The common thread isn't that AI made these outputs perfect. It's that they were tested against something outside themselves. The board works or it doesn't. The via count is 158 or it isn't. The audio plays or it doesn't. Slop faces no such test. It exists to fill a container, and its success is measured by whether the container looks full, not by whether what's inside is true.

The Compost Argument

There's a reasonable counterargument that goes like this: human slop has always existed. Content farms, SEO spam, airport bookstore filler, corporate press releases, academic papers that exist only to pad a CV. The internet was full of low-quality, low-effort content long before large language models existed. AI didn't invent slop; it industrialized it.

This is true, and it's worth taking seriously. The people arguing that "the idea of AI slop is slop" have a point: if we define slop as low-quality content produced with minimal effort, most of what humans have ever published qualifies. Sturgeon's Law (ninety percent of everything is crud) predates AI by decades.

But the economics are different now, and economics change everything. When slop required human labor, there was a floor on production cost. A content farm still had to pay writers (however little). An SEO spammer still had to hire someone to string keywords into sentences. That floor limited volume, which limited the ratio of noise to signal in any given information ecosystem.

_EXTRACTED ENTRIES_.
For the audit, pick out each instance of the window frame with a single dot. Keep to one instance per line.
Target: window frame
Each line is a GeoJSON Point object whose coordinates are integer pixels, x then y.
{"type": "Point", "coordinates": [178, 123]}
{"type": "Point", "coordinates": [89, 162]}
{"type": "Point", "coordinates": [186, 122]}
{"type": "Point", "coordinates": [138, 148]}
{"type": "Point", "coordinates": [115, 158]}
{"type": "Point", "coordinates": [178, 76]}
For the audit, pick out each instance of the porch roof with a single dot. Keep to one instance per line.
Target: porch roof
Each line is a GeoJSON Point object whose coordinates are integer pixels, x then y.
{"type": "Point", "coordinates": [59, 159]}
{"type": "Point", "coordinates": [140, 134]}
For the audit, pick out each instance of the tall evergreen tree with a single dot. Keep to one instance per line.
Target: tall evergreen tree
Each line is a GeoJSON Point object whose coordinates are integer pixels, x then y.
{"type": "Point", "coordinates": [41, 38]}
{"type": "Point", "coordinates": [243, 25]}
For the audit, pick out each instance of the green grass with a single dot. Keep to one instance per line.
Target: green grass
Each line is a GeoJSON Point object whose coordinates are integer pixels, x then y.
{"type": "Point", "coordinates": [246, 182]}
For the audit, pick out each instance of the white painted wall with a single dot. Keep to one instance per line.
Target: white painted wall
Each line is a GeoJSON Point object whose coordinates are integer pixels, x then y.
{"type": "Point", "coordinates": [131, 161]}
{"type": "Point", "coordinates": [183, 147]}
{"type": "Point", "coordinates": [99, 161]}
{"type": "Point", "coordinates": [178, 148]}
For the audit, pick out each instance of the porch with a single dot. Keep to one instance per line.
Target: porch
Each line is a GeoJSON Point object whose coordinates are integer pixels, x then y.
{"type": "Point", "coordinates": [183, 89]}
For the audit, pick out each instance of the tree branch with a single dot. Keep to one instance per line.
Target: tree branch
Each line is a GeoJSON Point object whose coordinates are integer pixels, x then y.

_WHAT THE TASK REQUIRES_.
Answer these from the passage about AI slop:
(a) What via count does the passage give as an outside test?
(b) According to the passage, what does Sturgeon's Law say?
(c) What did a content farm still have to do back when slop needed human labor?

_SOLUTION_.
(a) 158
(b) Ninety percent of everything is crud.
(c) Pay writers, however little.